*O que fazer*
Extraia das entradas abaixo cada linha que contenha a palavra "black".

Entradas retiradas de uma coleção
──────

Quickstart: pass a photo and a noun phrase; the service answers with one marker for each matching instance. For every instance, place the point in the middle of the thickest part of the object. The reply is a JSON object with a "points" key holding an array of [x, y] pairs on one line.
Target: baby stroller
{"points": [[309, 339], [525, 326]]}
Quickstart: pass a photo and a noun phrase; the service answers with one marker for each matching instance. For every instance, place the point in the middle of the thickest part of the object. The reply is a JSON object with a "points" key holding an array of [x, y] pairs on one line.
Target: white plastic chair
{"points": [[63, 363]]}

──────

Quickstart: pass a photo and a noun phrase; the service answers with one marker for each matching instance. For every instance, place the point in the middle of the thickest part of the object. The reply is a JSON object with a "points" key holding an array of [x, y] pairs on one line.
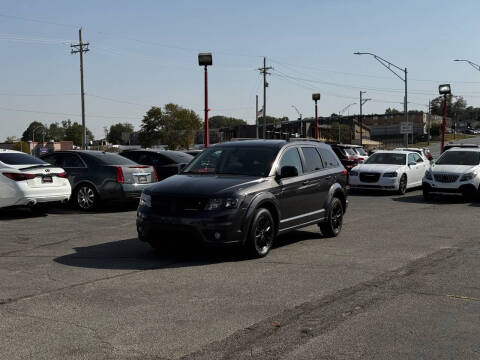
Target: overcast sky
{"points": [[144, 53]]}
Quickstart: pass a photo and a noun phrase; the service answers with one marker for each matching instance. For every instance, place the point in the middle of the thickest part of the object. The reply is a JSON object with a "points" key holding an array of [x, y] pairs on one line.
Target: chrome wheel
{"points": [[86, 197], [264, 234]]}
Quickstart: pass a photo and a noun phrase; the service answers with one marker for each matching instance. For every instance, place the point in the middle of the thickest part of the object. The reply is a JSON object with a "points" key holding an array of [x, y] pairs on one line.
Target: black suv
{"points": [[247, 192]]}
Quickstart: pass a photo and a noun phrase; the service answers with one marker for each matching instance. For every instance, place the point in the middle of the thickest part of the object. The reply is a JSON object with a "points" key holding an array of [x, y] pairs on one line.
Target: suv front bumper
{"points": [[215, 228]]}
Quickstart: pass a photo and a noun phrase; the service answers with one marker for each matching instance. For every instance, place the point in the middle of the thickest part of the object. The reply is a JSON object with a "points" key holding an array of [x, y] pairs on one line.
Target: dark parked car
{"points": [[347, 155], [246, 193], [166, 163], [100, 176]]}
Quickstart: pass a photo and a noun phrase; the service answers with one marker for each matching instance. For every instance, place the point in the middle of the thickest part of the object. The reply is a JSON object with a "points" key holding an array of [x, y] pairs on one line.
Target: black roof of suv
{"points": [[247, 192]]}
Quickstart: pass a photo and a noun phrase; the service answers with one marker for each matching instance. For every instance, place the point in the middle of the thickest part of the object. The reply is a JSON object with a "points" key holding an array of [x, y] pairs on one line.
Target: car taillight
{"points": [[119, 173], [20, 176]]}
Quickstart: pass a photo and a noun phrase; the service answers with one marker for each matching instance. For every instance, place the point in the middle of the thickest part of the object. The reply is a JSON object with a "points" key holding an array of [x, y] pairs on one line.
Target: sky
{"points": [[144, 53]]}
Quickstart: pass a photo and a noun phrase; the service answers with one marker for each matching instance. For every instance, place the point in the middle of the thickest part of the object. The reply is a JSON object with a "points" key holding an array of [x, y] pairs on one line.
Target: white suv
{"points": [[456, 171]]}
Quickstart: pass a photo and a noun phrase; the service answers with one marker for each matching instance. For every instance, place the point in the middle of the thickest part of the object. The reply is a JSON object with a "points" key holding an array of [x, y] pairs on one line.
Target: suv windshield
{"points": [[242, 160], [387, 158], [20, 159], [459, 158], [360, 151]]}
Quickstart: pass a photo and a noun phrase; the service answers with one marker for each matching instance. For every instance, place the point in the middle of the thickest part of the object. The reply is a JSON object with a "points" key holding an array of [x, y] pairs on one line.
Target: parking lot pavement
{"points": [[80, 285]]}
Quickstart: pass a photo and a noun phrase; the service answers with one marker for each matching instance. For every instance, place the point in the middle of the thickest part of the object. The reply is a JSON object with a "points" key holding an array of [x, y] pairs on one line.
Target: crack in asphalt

──────

*Resposta*
Target: black suv
Target: black roof of suv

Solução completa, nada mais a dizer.